## 演習資料
■ ■ ■ ■ ■ ■ ■

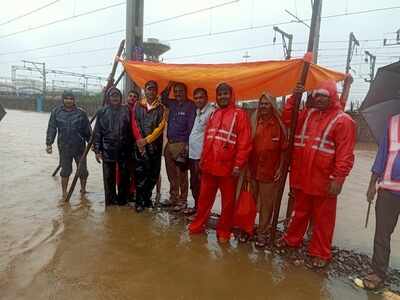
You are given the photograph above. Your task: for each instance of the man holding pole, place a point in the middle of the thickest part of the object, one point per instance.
(227, 145)
(71, 123)
(322, 159)
(113, 144)
(385, 179)
(204, 110)
(148, 123)
(182, 113)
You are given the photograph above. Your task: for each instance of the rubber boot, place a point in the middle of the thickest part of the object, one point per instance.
(64, 186)
(83, 185)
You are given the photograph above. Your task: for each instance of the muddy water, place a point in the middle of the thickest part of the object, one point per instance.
(49, 250)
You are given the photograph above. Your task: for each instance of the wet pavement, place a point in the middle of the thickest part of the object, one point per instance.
(52, 250)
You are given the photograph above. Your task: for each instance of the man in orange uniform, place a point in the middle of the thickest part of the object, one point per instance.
(227, 145)
(323, 157)
(266, 161)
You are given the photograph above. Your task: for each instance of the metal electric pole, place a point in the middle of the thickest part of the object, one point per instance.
(41, 70)
(317, 8)
(287, 45)
(353, 42)
(371, 59)
(397, 42)
(134, 35)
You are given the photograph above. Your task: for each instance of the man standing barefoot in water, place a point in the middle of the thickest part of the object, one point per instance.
(72, 125)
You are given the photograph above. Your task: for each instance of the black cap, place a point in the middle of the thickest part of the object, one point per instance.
(113, 90)
(68, 93)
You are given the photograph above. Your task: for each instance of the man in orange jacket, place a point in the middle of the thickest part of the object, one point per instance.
(323, 157)
(227, 145)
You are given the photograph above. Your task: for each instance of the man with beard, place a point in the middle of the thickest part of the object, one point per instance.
(227, 145)
(323, 157)
(196, 138)
(182, 113)
(71, 123)
(113, 144)
(150, 120)
(266, 161)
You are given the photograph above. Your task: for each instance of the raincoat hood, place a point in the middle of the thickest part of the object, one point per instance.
(328, 88)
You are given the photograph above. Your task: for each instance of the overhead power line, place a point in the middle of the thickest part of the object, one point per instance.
(63, 43)
(192, 12)
(63, 20)
(29, 13)
(113, 6)
(215, 33)
(221, 52)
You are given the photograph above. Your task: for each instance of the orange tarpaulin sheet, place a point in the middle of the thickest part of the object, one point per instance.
(248, 80)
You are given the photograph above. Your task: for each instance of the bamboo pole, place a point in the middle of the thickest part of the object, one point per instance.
(294, 118)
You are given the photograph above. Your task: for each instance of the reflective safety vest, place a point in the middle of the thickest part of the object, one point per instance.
(393, 150)
(227, 142)
(321, 143)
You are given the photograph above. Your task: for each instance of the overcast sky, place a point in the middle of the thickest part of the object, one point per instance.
(370, 28)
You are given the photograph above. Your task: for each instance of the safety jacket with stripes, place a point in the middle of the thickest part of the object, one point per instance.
(323, 147)
(227, 141)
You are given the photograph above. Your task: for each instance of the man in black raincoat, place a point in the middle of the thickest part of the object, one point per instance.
(72, 125)
(113, 144)
(149, 120)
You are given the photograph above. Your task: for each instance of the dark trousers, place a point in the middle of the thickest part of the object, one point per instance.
(194, 168)
(66, 158)
(147, 172)
(109, 179)
(387, 211)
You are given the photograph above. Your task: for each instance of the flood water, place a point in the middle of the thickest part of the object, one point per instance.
(52, 250)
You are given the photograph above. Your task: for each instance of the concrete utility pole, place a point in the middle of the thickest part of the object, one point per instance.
(353, 42)
(134, 35)
(41, 70)
(318, 7)
(371, 59)
(246, 56)
(287, 47)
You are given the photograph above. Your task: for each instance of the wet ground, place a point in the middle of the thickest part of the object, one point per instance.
(49, 250)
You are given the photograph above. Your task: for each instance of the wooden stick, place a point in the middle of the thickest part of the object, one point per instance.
(293, 123)
(110, 82)
(367, 217)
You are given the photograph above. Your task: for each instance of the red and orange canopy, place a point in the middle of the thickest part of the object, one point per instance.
(248, 80)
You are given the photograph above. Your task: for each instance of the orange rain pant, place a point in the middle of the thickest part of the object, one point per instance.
(208, 190)
(322, 210)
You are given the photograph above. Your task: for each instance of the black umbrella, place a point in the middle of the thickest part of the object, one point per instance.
(2, 112)
(383, 99)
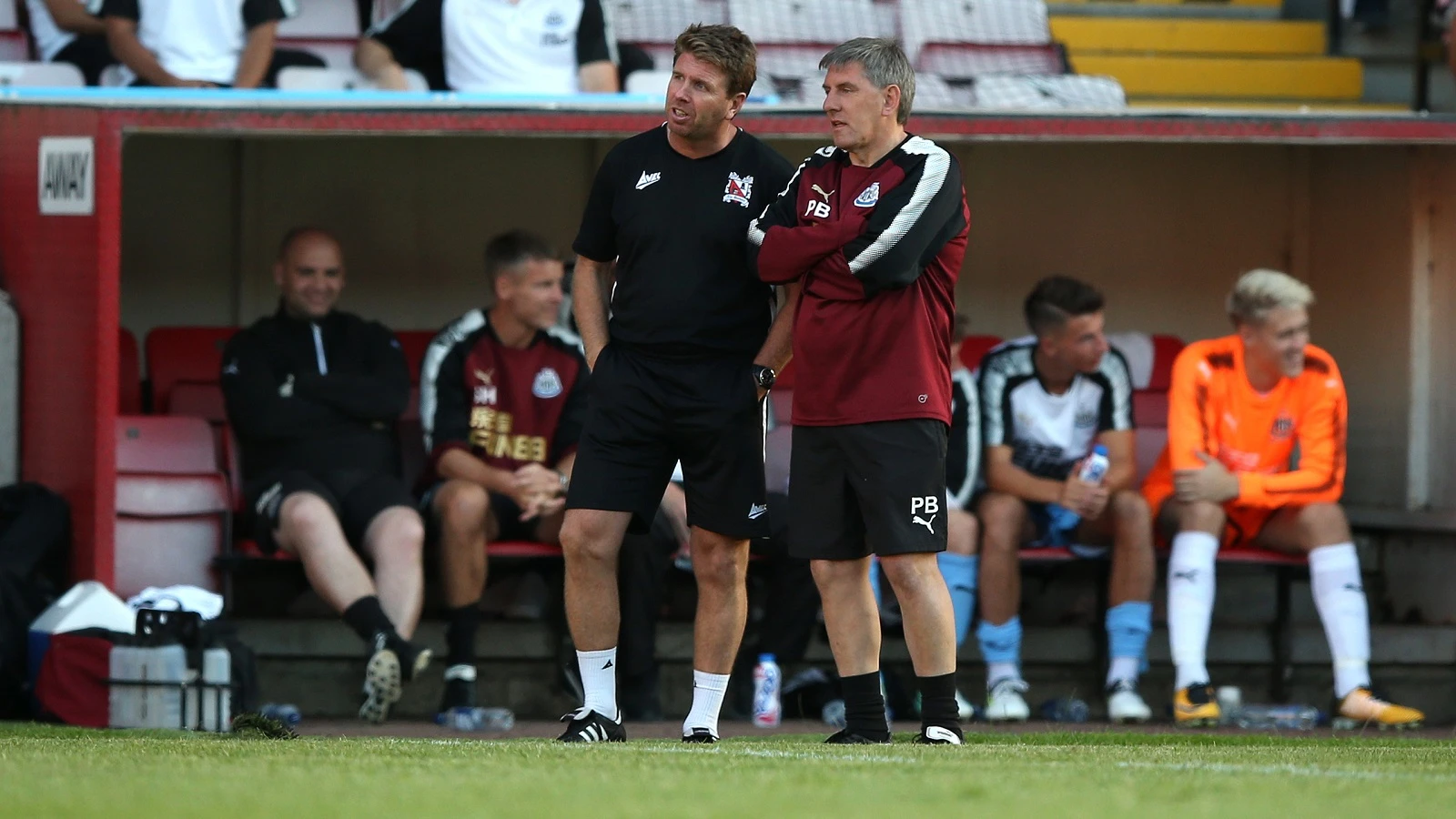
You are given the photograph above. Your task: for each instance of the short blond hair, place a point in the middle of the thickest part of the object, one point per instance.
(1263, 290)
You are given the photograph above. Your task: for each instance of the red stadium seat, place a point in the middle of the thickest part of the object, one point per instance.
(128, 373)
(184, 354)
(174, 508)
(1165, 350)
(414, 344)
(198, 401)
(1150, 409)
(1149, 443)
(165, 446)
(976, 347)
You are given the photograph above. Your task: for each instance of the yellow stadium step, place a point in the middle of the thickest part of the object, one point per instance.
(1172, 35)
(1201, 4)
(1232, 77)
(1266, 106)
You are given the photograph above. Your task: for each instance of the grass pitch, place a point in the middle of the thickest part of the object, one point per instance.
(51, 771)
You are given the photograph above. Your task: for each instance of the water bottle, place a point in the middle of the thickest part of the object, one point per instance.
(1281, 717)
(286, 713)
(768, 709)
(477, 719)
(217, 693)
(1094, 468)
(1065, 710)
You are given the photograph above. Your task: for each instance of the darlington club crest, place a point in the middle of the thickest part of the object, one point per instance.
(739, 189)
(546, 383)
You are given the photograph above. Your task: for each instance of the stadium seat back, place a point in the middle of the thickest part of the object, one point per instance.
(659, 21)
(1063, 92)
(1150, 409)
(976, 347)
(827, 22)
(165, 445)
(184, 354)
(167, 552)
(414, 343)
(1149, 448)
(980, 62)
(1165, 351)
(198, 401)
(983, 22)
(128, 373)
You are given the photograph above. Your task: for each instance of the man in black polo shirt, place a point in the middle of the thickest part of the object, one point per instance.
(313, 395)
(681, 370)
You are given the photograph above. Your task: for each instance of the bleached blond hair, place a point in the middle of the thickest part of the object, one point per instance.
(1263, 290)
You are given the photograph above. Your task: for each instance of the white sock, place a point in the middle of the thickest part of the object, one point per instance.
(599, 680)
(1334, 579)
(1125, 668)
(996, 672)
(708, 700)
(1190, 603)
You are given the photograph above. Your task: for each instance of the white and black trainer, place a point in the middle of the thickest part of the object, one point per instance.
(586, 724)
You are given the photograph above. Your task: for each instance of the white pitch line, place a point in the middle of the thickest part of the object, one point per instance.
(1285, 771)
(776, 753)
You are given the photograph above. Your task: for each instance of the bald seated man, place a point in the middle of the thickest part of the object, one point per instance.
(313, 394)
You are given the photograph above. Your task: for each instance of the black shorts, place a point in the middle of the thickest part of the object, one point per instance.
(865, 489)
(356, 497)
(506, 511)
(645, 414)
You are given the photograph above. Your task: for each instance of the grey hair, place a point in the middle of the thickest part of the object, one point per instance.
(885, 65)
(1263, 290)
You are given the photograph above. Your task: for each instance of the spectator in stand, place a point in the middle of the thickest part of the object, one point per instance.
(313, 395)
(501, 399)
(1047, 399)
(201, 43)
(66, 31)
(543, 47)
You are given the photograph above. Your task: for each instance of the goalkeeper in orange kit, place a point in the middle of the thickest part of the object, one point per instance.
(1257, 457)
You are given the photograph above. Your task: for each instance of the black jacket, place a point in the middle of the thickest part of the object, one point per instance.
(318, 397)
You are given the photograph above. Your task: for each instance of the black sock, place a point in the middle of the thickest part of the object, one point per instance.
(368, 618)
(938, 700)
(460, 625)
(865, 707)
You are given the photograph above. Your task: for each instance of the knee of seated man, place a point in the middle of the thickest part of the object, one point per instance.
(303, 511)
(462, 504)
(1325, 523)
(1130, 506)
(1200, 516)
(398, 530)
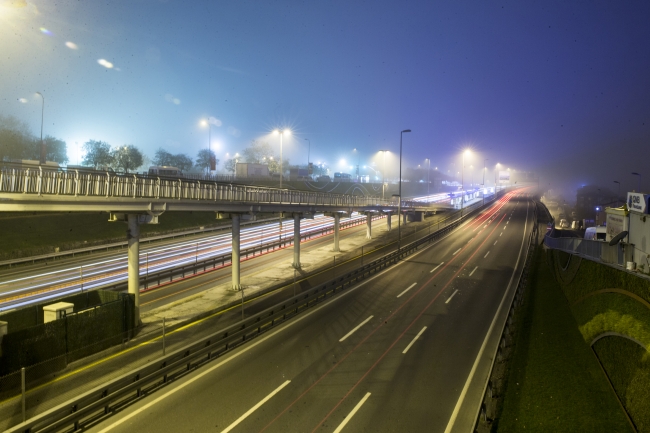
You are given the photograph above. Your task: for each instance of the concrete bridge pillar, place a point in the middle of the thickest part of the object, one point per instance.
(296, 241)
(236, 240)
(133, 241)
(368, 225)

■ ■ ■ ■ ■ ■ ■

## 課題
上の項目のすべての行を、空行を除いて番号付きリストに変換してください。画像は解答に含めないでください。

## 解答
1. You are given the photograph above. Your task: for each instance of the man holding pole, place a point in the middle of the thickest part of the object, one point per instance.
2. (227, 145)
3. (71, 123)
4. (322, 159)
5. (113, 144)
6. (385, 179)
7. (204, 110)
8. (148, 123)
9. (182, 113)
10. You are given the photograph above. Your task: for each instance of the rubber boot, place a point in the middle of the thickest part of the object, one point per instance.
11. (64, 186)
12. (83, 185)
13. You are given the photograph above. Your task: for each instance of the muddy water, place a point in the middle of the thickest part of the object, one point per instance.
14. (49, 250)
15. You are given the photograph above. Your task: for each instance of the wet pavement, place a point in the middle of the thickest part of the object, one point per instance.
16. (52, 250)
17. You are given the photograph above. Your task: for each instance of the man in orange uniform, place a point in the middle of the thickest part of the object, one point per instance.
18. (227, 145)
19. (323, 157)
20. (266, 161)
21. You are given the photograph above. Your task: for each instance of the metal electric pole, place a point in the middle of the thickest part of the object, one point per instance.
22. (41, 70)
23. (317, 8)
24. (287, 45)
25. (353, 42)
26. (371, 59)
27. (397, 42)
28. (134, 35)
29. You are given the photograph above. Your task: for each instance of the man standing barefoot in water, place a point in the middle of the thickest part of the object, one point per instance.
30. (72, 125)
31. You are given the photograph above. Your task: for each instance of the black cap, place a point in the middle of the thickest part of the object, one point per instance.
32. (113, 90)
33. (68, 93)
34. You are given the photograph above. Your task: for each instance of the man in orange jacket, place a point in the middle of the thickest part of the object, one point per instance.
35. (323, 157)
36. (227, 145)
37. You are given the photograph above. Your task: for each instance of the man with beard, place a point in the middle of the thickest part of the object, one point per instance.
38. (227, 145)
39. (323, 157)
40. (196, 138)
41. (182, 113)
42. (71, 123)
43. (113, 144)
44. (150, 120)
45. (266, 161)
46. You are given the photograph above. Your task: for each instance of the raincoat hood, place a point in the middle of the thickest part of the object, one point per instance.
47. (328, 88)
48. You are given the photograph above. Your task: for each instance of the overhead power line, place a point in the middle of the thickest part of the object, one point per instance.
49. (63, 43)
50. (192, 12)
51. (63, 20)
52. (29, 13)
53. (113, 6)
54. (215, 33)
55. (221, 52)
56. You are given the photograph above. Your task: for each instance of the orange tarpaulin sheet, place a point in the middle of the thickest part of the object, one point per instance.
57. (248, 80)
58. You are given the photograph above. Your task: for each instance of the bamboo pole, place a point in the middle of the thickest part of the object, one point per instance.
59. (294, 118)
60. You are given the photograph above. Your task: for each instance of the reflective safety vest, place a point in the middle of the thickest part of the object, one point per instance.
61. (393, 150)
62. (227, 142)
63. (321, 143)
64. You are given the photograph above. Your task: for each instance of the overcast sky, place a point in the middle of the thickest part of the object, one point per instance.
65. (370, 28)
66. You are given the photograph above. Your task: for each instance of the safety jacket with stripes, place a point in the middle of the thickest part of the object, one point per instance.
67. (323, 147)
68. (227, 141)
69. You are given the photograph above. Your task: for each instance of the man in black raincoat, place a point in the middle of the thickest part of the object, one point per instance.
70. (72, 125)
71. (113, 144)
72. (149, 120)
73. You are given the photograph above. Your task: for each instance of the dark trousers, place a point in the middle of the thickest part of the object, one point per instance.
74. (194, 168)
75. (66, 158)
76. (147, 172)
77. (109, 179)
78. (387, 211)
79. You are given the photograph above. Your task: for each instance of the flood water, place a point in the middle of the thickest part of the object, one point per instance.
80. (52, 250)
81. You are given the photograph above. Your task: for each instance of the concrete utility pole, place a point in the middle of the thickest part of the object, one point per instance.
82. (353, 42)
83. (134, 35)
84. (41, 70)
85. (318, 7)
86. (371, 59)
87. (246, 56)
88. (287, 47)
89. You are given the photograph above. Your task: for each instance of the wet ground, place a point in the middle of the thickest part of the object, one point per instance.
90. (49, 250)
91. You are given the photograph above. Your task: for each instance of the wooden stick, place a point in the middle of the thickest part of the object, one point per instance.
92. (293, 123)
93. (110, 82)
94. (367, 217)
95. You are given the photograph above. Your task: for each instance of the red and orange canopy, place a point in the middle of the thickest part of the object, one point per instance.
96. (248, 80)
97. You are given the photograph above. Your task: for each instance of the orange rain pant, place a point in the middle of the thickest part of the object, one point per instance.
98. (208, 190)
99. (322, 210)
100. You are given the photograph above. Your task: for each instance of the black umbrella, place a point in the middle of the thickest part of the object, one point per instance.
101. (2, 112)
102. (383, 99)
103. You are given the photograph above. Your task: for each instance of the short blond hair, place a point in the middle of the thickest part of the object, one point per instance.
104. (1263, 290)
105. You are given the photograph above. Your task: for each instance of the red stadium seat, place a point in the middle of the thickest part of the object, one point per instance.
106. (128, 373)
107. (184, 354)
108. (174, 508)
109. (1165, 350)
110. (414, 344)
111. (198, 401)
112. (1150, 409)
113. (1149, 443)
114. (165, 446)
115. (976, 347)
116. You are given the photograph above. Your task: for each instance of the yellow stadium step, place a point in the middle of the thickest part of the object, one point per instance.
117. (1172, 35)
118. (1201, 4)
119. (1232, 77)
120. (1266, 106)
121. You are given the photograph above. Your task: for each instance of the grass pitch, place a point in the middle of the thickest part of the object, one point per instance.
122. (51, 771)
123. You are given the photograph above. Your task: for each instance of the water bottle, place a point in the middle of the thickest part of the object, one point per instance.
124. (1281, 717)
125. (286, 713)
126. (768, 709)
127. (477, 719)
128. (217, 693)
129. (1094, 468)
130. (1065, 710)
131. You are given the photograph above. Your task: for each instance of the darlington club crest, place a point in the middle of the thickest part of the object, one point per instance.
132. (739, 189)
133. (546, 383)
134. You are given the photograph above. Your task: for each instance of the stadium seat back, place a point in the middle of the thickest part of the object, one point per instance.
135. (659, 21)
136. (1063, 92)
137. (1150, 409)
138. (976, 347)
139. (827, 22)
140. (165, 445)
141. (184, 354)
142. (167, 552)
143. (414, 343)
144. (1149, 448)
145. (980, 62)
146. (1165, 351)
147. (198, 401)
148. (983, 22)
149. (128, 373)
150. You are given the photograph above. Your task: for each instance of the man in black polo shirt, place a point in the middle of the thickest part of the object, one point per instance.
151. (313, 395)
152. (681, 370)
153. You are given the photograph above. Your task: for each instance of the bleached blond hair, place a point in the middle of the thickest part of the object, one point per instance.
154. (1263, 290)
155. You are given the photograph above. Your task: for each instance of the white sock, place a point in the middle of the thickest part of the object, one point per instance.
156. (599, 680)
157. (1334, 579)
158. (1125, 668)
159. (996, 672)
160. (708, 700)
161. (1190, 603)
162. You are given the photograph above. Your task: for each instance of the white and black trainer, place a point in the middle of the thickest part of the object, one point per instance.
163. (586, 724)
164. You are given the photograph above. Your task: for each instance of the white pitch line, place a point in the middle of the thickest part of the object, one point per instance.
165. (1285, 771)
166. (776, 753)
167. You are given the photograph above. Your task: for each instance of the bald seated man, place a point in the middle of the thickest part of the object, one point per instance.
168. (313, 394)
169. You are given the photograph above. Your task: for each instance of the black shorts, place a point in the middle of the thickest part of the object, one point per instance.
170. (865, 489)
171. (356, 497)
172. (506, 511)
173. (645, 414)
174. You are given the photograph above. Your task: for each instance of the grey hair, place a point in the middle of the thickest part of the object, one point per instance.
175. (885, 65)
176. (1263, 290)
177. You are given the photograph above. Your task: for each instance of the spectator in stand, place a point in the middle of the thickest part of the object, one point per instance.
178. (313, 395)
179. (501, 399)
180. (1047, 399)
181. (201, 43)
182. (66, 31)
183. (543, 47)
184. You are given the photograph above. Your task: for each instance of the goalkeeper in orange kit, place a point in the middle of the thickest part of the object, one point per instance.
185. (1257, 457)
186. You are given the photograph above. Your task: for each instance of the black jacket, place a point in the middle of the thickest part of the object, one point per instance.
187. (318, 397)
188. You are given the photograph above. Your task: for each instance of the black sock, place a point in the middle of the thickest part of the object, one point per instance.
189. (368, 618)
190. (938, 700)
191. (460, 625)
192. (865, 707)
193. You are given the photograph above. Your task: for each instance of the knee of seated man, place a point in the middle of the thickest part of the object, one point per instance.
194. (303, 511)
195. (462, 504)
196. (1325, 523)
197. (1130, 506)
198. (1200, 516)
199. (398, 530)
200. You are given the photograph above. Your task: for each instance of the concrete bridge pillar, place a point in the middle of the thickest part of the object, one point per instance.
201. (296, 241)
202. (236, 240)
203. (133, 241)
204. (368, 225)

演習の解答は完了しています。